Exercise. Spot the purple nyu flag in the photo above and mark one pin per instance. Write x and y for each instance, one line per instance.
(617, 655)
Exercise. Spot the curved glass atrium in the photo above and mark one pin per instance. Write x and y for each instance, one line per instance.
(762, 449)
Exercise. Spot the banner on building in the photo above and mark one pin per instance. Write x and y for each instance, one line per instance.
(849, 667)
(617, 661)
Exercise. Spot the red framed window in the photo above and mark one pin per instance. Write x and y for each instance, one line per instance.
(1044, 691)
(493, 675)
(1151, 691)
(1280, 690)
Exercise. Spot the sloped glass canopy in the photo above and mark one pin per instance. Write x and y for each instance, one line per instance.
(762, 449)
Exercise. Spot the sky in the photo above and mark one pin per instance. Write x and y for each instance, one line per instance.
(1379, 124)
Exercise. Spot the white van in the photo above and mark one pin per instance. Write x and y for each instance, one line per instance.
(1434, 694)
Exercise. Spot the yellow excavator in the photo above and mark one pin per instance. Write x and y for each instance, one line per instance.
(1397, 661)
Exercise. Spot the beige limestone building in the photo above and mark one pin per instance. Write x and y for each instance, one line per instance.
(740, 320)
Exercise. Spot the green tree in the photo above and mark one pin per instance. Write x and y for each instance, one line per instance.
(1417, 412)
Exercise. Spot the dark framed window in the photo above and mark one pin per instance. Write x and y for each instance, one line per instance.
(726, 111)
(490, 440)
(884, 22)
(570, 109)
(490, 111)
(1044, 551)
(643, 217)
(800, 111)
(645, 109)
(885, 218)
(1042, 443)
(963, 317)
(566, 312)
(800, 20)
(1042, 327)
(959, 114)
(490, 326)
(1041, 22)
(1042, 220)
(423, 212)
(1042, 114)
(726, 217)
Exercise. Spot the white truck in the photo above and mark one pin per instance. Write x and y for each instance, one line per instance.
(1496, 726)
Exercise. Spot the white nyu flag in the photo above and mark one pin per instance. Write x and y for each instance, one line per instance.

::::

* GOAL *
Rewrite the stretch of entries from the beginning through the line containing "(1434, 694)", replacing every occurrence of "Spot" with "Locate" and leaving all else unchanged. Provide only that stretch.

* THE RESPONSE *
Exercise. Locate the purple nyu flag in the photo above and mark one pin per instance. Write x and y for each instance, one line per instance.
(617, 655)
Exercise. Locate the curved glass atrium in the photo above and mark one pin per instance. Write x and y for each instance, one line per instance.
(762, 449)
Exercise. Locate the banner on building in the photo above and mark one pin per instance. Write x and y for each instance, one line per instance.
(849, 667)
(617, 661)
Exercise. Locate the red framed window in the photo above and mark one pin per instance. Write x and y for each instance, one line per instance.
(1044, 691)
(493, 675)
(1151, 691)
(1280, 690)
Exercise. Locate the sloped glass canopy in the photo above and mark one pin per instance. Write x and y for each instance, one line per instance.
(762, 449)
Exercise. Locate the sky in the photo above and mark one pin per instance. Write x and y for each instance, one line per instance.
(1379, 124)
Exercise. Locate the white van in the photo above and mark one pin per instance. Write x and y for each instance, one line per instance.
(1434, 694)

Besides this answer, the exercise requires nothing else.